→ REQUEST 1:
Could you edit the leveling passage, everything from "2. Obviously, the" down to "about 0.002 ft.", so that "plumb" becomes "vertical" wherever it appears?

→ EXCERPTED TEXT:

────

Suppose you want to determine the elevation of a point at the summit of a long slope, and the nearest BM is at the foot of the slope some 30 ft or so below the summit. Obviously, you cannot sight a rod held on the BM and another held on the summit from the same instrument setup point. You must work up the slope in a series of steps, as shown in figure 14-12, by establishing as many intermediate TPs as you need to solve the problem. A "turning point" is defined as a point on which both a minus sight (FS) and a plus sight (BS) are taken on a line of direct levels.

As shown in figure 14-12, if we assume that the elevation of the BM is correct, the accuracy of the elevation you determine for the summit depends upon how accurately you determine the elevation of each intermediate TP. This accuracy depends upon a number of things, the most important of which are the following:

1. If you are doing leveling of ordinary precision, FS and BS distances should not exceed 300 ft. Therefore, the first setup point for the instrument should be not more than 300 ft from the BM, and the first TP should be not more than 300 ft from the instrument. To balance shots, you should place the instrument about the same distance from the BM as the distance to the TP.

2. Obviously, the first setup point must be one you can observe with a rod held on the BM and also a rod held on the first TP.

3. Generally, setup points should be used that make rod readings as small as possible. The reason small rod readings are desirable is that, for a rod held out of plumb, each reading on the rod will be in error. The larger the rod reading, the greater the error. Suppose, for example, a rod is so far out of plumb that it indicates 12.01 ft for a reading that should be 12.00 ft if the rod were plumb. For a 12.00-ft reading on the rod, the error is 0.01 ft. For a 2.00-ft reading on the same rod held in the same manner, however, the error would be only about 0.002 ft.

4. A TP must have not only visibility and accessibility, but also stability; that is, it must furnish a firm, nonsettling support for the base of the rod. Suppose you select a point in soft, yielding ground as your first TP. Assume the elevation of the BM is 312.42 ft. You take a BS on the BM and read 3.42 ft. Then, HI is 312.42 + 3.42 = 315.84 ft.

The rodman shifts the rod to the TP. You take an FS and read 5.61 ft. The elevation of the TP is, therefore,

315.84 5.61 = 310.23 ft.

────

→ SOURCE RECORDS:

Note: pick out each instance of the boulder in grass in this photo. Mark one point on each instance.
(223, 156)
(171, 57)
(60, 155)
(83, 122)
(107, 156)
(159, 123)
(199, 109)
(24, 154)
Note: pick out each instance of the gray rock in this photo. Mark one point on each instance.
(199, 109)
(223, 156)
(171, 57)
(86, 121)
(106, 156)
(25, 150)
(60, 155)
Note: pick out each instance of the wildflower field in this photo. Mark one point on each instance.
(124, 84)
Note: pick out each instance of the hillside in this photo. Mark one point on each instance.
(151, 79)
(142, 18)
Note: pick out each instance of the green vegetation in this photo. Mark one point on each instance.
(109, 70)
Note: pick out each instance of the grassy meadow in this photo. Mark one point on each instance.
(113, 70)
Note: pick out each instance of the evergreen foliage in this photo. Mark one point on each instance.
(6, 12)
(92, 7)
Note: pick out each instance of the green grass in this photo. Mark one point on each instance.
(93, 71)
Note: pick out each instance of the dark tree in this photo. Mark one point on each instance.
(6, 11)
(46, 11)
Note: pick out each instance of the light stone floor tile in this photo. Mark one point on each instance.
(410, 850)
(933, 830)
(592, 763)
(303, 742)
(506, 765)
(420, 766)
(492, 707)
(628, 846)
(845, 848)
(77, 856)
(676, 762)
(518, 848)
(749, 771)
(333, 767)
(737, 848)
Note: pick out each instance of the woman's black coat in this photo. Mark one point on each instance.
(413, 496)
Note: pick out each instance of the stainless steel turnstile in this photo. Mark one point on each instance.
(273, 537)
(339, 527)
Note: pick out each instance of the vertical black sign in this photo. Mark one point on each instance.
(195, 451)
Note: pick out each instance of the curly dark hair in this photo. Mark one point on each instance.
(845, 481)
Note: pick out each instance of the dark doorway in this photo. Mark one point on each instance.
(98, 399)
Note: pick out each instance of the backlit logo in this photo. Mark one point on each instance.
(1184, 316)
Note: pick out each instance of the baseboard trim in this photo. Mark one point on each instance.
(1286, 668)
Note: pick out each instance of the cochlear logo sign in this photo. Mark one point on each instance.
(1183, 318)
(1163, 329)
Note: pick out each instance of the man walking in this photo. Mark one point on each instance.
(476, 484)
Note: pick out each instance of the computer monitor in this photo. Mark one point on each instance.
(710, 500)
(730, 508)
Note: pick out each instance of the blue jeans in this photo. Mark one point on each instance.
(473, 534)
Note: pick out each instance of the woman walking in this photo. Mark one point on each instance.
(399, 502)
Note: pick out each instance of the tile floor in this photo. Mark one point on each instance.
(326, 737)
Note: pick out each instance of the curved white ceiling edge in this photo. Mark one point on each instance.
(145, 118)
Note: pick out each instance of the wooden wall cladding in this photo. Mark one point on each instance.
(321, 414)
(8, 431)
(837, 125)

────

→ REQUEST 2:
Can you rescale everything in the listing from the line containing "Note: pick out each instance of the woman walking" down to the end of the listing? Give only those lines, each line again, with every point coordinate multiplied by 0.55 and rounded to a whole number, halves rounded up.

→ ANSWER 1:
2. Obviously, the first setup point must be one you can observe with a rod held on the BM and also a rod held on the first TP.

3. Generally, setup points should be used that make rod readings as small as possible. The reason small rod readings are desirable is that, for a rod held out of vertical, each reading on the rod will be in error. The larger the rod reading, the greater the error. Suppose, for example, a rod is so far out of vertical that it indicates 12.01 ft for a reading that should be 12.00 ft if the rod were vertical. For a 12.00-ft reading on the rod, the error is 0.01 ft. For a 2.00-ft reading on the same rod held in the same manner, however, the error would be only about 0.002 ft.

→ ANSWER 2:
Note: pick out each instance of the woman walking in this photo. Mark one point on each instance.
(219, 276)
Note: pick out each instance of the tile floor in this photo. Mark one point on each instance.
(179, 405)
Note: pick out each instance of the curved white ceiling edge in this photo. Mark one point on each instance.
(80, 65)
Note: pick out each instance of the wooden wall cladding in this photo. Mark one point on each instance.
(177, 228)
(4, 237)
(460, 69)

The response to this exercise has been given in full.